Where "woven" occurs in a line of the entries below, copy that line.

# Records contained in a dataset
________________________________________

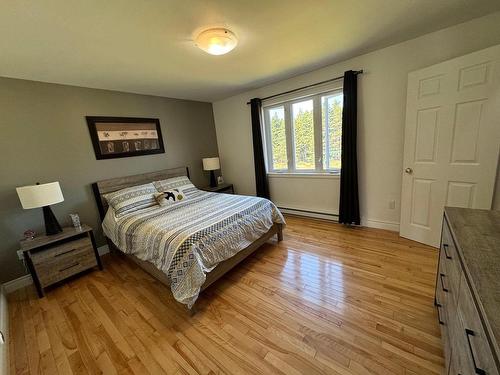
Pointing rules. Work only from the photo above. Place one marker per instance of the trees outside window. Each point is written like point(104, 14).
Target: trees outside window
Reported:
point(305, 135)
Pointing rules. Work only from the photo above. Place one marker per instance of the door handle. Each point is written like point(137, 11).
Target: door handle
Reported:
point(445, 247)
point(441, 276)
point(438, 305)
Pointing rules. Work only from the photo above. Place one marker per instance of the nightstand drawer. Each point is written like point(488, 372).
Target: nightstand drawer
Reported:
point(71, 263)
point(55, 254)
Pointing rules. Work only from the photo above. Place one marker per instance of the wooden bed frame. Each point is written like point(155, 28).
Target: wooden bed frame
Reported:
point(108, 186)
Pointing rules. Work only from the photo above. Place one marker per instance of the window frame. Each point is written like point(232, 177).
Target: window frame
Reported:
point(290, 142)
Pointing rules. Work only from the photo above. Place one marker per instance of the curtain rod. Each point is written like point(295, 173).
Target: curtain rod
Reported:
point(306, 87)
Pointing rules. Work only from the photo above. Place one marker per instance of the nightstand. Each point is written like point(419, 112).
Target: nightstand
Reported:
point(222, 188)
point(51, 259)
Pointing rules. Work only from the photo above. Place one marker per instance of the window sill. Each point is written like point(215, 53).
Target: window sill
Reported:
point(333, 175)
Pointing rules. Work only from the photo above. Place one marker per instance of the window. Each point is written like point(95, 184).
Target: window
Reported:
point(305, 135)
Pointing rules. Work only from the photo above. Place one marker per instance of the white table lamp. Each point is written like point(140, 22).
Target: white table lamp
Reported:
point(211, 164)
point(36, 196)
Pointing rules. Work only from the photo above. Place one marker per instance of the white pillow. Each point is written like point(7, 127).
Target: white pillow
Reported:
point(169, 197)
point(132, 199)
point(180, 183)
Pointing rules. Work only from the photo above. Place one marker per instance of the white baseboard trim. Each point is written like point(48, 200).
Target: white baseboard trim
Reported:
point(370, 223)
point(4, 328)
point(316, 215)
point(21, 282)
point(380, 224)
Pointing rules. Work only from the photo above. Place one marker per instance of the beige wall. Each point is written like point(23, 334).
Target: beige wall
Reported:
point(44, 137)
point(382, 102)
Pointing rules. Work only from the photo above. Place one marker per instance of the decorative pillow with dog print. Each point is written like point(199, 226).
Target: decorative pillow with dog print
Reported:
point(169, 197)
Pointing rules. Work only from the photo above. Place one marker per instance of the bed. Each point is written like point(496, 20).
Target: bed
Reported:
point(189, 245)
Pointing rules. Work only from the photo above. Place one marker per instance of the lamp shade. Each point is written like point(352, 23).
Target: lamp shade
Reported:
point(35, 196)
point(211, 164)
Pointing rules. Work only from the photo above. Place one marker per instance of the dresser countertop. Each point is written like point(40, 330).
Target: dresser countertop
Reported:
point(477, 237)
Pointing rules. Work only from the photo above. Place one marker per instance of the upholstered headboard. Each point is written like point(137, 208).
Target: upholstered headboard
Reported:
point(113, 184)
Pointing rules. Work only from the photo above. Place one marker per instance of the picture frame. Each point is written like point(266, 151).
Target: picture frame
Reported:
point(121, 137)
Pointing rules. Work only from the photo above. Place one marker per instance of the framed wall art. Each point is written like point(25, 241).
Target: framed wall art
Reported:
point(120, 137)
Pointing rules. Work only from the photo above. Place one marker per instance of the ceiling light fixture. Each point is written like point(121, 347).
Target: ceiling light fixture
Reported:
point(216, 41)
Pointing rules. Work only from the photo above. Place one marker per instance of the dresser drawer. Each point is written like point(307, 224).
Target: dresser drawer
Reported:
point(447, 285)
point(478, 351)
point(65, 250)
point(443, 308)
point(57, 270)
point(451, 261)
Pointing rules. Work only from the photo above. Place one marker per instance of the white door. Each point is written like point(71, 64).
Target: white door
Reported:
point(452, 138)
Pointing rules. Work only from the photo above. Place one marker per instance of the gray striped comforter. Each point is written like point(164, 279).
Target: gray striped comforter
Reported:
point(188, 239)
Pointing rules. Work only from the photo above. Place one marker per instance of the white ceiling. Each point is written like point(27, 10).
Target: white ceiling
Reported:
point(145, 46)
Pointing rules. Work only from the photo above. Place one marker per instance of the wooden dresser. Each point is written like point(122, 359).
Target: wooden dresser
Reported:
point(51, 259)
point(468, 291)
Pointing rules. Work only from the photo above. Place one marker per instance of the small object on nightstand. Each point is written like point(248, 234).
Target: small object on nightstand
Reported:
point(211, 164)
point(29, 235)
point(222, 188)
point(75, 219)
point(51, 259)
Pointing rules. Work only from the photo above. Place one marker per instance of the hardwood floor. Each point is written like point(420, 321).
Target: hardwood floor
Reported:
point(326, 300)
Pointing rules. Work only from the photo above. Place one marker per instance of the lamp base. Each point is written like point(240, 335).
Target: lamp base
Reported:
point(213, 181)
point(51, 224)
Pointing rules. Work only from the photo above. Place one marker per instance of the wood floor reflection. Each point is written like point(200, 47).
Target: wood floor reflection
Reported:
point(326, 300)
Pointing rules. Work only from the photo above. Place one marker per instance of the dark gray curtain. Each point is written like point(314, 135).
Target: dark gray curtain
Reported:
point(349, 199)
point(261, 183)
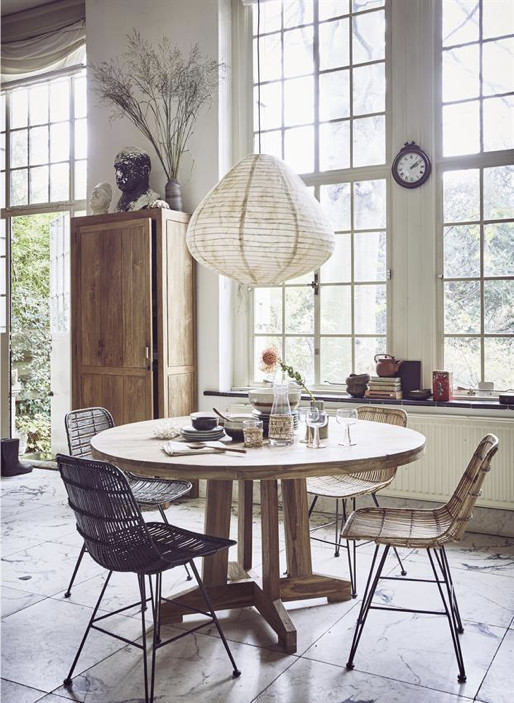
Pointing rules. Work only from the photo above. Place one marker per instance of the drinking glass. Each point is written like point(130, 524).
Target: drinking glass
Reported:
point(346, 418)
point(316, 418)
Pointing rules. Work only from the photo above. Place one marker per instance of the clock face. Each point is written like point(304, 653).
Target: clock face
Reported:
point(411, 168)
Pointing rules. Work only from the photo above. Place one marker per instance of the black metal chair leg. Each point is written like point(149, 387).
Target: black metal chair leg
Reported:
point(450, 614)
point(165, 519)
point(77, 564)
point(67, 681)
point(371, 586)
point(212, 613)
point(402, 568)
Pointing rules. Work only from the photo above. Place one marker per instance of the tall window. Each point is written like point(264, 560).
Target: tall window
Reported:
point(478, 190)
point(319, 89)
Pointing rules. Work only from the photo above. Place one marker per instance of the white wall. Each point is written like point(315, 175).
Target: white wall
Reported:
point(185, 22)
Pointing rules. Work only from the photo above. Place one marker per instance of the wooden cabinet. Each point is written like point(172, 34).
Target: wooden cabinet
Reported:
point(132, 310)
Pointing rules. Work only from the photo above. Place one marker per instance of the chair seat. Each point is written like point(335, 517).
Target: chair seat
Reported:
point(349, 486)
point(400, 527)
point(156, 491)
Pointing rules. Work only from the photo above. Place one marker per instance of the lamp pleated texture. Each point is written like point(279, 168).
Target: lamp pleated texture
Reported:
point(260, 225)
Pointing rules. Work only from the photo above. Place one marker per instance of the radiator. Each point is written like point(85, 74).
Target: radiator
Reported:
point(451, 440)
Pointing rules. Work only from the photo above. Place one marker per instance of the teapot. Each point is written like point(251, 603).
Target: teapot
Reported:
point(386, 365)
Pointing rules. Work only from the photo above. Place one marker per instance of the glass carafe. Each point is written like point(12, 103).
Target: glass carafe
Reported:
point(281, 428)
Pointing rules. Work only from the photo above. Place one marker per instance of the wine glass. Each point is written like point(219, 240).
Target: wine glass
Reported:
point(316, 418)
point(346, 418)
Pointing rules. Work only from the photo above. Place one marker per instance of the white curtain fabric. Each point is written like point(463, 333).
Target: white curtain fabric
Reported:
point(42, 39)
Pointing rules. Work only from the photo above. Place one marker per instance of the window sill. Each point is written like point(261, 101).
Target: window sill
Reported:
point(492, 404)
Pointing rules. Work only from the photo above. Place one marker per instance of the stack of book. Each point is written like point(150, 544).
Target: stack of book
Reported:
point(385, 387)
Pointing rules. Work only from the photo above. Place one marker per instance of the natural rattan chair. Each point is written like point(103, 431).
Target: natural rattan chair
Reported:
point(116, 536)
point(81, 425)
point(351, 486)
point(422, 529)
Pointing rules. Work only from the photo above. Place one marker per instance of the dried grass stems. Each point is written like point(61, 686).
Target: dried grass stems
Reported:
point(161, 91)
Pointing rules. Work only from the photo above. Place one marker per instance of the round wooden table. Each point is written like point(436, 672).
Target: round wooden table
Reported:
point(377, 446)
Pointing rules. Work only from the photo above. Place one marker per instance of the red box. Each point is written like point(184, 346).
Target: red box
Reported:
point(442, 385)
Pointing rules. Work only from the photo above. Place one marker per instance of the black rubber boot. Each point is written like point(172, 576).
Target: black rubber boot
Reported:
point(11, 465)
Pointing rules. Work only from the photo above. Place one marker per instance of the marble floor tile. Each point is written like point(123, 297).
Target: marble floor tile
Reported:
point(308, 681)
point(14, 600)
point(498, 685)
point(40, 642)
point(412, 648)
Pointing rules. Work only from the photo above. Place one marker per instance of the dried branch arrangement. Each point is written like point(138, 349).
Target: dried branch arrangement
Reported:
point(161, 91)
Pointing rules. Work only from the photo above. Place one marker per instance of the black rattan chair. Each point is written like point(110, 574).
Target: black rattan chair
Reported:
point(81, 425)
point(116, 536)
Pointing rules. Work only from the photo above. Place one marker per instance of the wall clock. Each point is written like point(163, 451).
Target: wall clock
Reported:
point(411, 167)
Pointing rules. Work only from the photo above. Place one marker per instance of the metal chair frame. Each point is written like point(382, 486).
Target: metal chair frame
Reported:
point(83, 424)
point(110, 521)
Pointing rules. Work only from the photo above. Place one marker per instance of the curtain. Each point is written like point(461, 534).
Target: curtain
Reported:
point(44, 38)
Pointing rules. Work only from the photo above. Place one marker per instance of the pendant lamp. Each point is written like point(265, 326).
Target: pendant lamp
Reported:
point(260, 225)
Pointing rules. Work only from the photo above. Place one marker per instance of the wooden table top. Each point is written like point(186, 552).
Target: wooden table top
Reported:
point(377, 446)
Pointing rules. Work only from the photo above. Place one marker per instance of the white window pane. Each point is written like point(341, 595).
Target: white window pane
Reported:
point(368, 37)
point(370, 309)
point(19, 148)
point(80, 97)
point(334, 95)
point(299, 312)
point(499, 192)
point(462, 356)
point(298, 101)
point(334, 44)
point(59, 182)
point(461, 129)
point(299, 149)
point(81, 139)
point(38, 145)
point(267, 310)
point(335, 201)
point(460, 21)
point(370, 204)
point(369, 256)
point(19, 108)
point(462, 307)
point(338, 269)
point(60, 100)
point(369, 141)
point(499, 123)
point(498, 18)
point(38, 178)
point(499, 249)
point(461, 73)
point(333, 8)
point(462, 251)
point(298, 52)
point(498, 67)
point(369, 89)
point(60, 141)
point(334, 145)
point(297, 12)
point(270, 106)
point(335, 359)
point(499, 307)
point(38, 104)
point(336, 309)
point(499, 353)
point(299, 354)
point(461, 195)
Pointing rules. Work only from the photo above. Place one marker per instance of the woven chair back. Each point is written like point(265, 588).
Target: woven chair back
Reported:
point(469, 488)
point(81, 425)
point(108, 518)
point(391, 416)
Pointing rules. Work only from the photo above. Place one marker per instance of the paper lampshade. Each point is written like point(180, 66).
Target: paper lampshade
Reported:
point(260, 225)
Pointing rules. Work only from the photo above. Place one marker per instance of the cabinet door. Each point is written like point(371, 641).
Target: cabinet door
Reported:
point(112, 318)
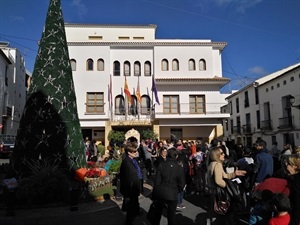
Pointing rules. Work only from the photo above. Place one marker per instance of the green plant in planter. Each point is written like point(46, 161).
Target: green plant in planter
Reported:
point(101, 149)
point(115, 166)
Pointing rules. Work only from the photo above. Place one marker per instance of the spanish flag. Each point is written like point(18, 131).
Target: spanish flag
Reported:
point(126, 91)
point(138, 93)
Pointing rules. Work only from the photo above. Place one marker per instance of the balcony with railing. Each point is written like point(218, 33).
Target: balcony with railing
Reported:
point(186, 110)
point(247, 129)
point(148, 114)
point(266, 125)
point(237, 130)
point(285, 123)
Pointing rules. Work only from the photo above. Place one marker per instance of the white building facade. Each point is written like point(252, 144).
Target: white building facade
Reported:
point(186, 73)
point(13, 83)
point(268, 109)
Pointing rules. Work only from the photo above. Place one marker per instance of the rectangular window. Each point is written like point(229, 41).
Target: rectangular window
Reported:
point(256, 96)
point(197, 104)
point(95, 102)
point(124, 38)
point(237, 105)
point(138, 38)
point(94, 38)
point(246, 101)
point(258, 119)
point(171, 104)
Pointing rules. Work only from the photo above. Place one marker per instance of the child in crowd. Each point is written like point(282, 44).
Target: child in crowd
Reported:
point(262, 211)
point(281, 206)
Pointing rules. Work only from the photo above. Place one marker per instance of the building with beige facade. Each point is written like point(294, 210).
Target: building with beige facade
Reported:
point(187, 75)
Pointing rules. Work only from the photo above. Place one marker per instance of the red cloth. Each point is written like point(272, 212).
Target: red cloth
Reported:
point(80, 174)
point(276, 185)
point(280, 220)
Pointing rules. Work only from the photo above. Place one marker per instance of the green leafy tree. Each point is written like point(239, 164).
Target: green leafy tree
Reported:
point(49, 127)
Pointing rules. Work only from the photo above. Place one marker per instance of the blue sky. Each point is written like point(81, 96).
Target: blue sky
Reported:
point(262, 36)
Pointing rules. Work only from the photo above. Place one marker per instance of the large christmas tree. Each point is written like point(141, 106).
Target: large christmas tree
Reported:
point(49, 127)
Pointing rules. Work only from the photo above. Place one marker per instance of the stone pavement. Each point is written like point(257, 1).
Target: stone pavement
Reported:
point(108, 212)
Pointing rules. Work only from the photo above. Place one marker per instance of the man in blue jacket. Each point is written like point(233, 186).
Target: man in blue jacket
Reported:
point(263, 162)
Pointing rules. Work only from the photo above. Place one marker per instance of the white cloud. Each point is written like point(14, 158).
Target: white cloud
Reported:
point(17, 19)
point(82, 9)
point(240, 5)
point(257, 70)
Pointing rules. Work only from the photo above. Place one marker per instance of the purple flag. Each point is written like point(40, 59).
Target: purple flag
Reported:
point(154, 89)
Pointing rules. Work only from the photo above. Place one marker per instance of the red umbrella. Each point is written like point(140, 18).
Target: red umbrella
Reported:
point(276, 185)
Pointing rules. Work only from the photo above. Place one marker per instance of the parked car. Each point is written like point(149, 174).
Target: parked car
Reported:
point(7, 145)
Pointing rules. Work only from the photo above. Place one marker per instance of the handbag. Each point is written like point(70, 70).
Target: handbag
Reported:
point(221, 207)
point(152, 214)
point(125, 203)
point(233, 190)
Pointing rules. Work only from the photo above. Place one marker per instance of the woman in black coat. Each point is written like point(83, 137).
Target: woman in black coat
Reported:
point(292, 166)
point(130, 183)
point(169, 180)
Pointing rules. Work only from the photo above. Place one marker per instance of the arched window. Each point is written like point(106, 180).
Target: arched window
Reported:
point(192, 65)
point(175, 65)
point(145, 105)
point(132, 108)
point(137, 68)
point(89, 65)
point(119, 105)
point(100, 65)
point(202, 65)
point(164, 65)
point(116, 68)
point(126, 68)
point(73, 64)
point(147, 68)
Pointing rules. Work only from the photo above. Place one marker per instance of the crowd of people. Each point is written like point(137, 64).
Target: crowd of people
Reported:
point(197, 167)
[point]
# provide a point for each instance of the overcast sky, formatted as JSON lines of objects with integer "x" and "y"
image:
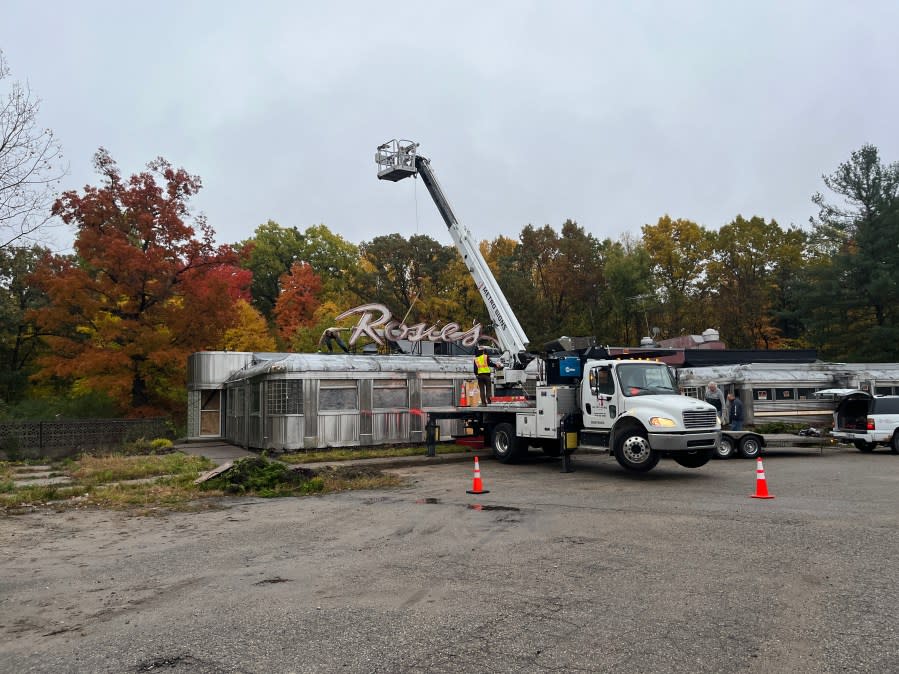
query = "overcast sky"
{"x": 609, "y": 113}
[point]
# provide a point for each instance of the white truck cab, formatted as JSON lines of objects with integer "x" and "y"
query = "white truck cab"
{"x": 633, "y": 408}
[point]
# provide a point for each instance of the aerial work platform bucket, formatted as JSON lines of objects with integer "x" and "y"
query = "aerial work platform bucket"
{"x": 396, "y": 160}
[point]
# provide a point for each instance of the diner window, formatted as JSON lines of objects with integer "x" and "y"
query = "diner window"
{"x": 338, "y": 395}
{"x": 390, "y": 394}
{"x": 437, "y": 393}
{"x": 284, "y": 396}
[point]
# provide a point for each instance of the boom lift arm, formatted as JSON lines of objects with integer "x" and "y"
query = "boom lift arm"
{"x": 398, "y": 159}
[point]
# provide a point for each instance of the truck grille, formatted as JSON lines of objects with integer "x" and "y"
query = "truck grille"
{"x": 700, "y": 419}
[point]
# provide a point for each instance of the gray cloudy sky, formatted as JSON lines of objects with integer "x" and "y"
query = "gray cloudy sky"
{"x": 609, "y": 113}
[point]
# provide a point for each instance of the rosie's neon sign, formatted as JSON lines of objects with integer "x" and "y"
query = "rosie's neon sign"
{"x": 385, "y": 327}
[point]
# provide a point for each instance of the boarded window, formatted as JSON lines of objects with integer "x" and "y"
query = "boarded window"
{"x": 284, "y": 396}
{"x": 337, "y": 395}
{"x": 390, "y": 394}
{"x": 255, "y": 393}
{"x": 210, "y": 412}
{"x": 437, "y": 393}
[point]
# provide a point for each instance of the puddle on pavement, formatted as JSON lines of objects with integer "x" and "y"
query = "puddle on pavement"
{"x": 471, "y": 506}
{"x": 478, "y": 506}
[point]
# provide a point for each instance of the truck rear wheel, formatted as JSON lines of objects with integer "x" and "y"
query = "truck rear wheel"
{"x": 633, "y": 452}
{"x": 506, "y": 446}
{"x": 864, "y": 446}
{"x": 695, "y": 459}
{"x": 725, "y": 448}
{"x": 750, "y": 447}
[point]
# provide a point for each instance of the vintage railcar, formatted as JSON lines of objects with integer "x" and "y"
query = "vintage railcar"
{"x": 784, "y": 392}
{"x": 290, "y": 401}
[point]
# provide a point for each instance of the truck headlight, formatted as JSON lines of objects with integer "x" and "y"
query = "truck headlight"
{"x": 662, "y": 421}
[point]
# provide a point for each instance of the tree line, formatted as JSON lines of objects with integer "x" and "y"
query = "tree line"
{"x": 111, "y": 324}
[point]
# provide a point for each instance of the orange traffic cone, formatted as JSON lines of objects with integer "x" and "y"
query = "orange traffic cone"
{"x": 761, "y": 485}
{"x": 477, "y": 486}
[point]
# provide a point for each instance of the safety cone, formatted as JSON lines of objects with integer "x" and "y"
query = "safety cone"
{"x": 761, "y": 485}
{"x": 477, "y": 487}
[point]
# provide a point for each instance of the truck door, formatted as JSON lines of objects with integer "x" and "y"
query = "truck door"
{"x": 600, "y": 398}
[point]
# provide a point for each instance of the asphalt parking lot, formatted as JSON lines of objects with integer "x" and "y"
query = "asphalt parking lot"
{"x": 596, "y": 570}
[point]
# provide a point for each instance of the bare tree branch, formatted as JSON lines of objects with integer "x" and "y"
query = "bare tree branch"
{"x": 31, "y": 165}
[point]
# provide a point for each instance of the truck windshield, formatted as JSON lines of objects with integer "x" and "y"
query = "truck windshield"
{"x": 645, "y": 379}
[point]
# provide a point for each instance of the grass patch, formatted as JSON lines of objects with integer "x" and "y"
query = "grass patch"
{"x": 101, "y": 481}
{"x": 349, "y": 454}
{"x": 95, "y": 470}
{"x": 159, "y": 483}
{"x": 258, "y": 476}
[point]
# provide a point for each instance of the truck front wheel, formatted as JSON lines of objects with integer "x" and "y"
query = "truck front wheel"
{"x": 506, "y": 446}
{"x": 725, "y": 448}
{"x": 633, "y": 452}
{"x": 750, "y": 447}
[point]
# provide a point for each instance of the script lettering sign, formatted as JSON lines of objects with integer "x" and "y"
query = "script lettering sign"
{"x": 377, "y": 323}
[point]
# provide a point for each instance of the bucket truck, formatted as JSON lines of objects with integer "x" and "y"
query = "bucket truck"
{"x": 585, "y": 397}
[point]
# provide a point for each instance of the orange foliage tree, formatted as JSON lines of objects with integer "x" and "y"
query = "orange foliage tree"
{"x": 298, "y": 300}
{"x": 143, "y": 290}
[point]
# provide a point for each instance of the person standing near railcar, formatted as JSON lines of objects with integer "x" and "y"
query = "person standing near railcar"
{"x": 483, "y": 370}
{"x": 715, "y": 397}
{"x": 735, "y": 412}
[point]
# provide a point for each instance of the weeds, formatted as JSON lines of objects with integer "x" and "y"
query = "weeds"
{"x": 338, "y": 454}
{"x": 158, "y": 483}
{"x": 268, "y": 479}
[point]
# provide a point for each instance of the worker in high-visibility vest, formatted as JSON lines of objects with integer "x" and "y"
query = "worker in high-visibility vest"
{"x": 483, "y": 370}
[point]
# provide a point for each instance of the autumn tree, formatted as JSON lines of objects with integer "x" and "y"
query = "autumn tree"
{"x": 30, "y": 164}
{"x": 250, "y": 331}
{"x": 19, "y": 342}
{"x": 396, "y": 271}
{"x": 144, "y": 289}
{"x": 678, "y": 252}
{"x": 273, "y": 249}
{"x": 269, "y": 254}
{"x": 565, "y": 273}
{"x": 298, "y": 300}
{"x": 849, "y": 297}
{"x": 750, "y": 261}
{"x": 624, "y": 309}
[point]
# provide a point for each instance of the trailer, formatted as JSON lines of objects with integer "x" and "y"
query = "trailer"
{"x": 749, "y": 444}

________________________________________

# Completed exercise
Pointing rules. Work only from the photo above. Place one marker per instance of the woven chair back. Each point is written like point(265, 588).
Target: woven chair back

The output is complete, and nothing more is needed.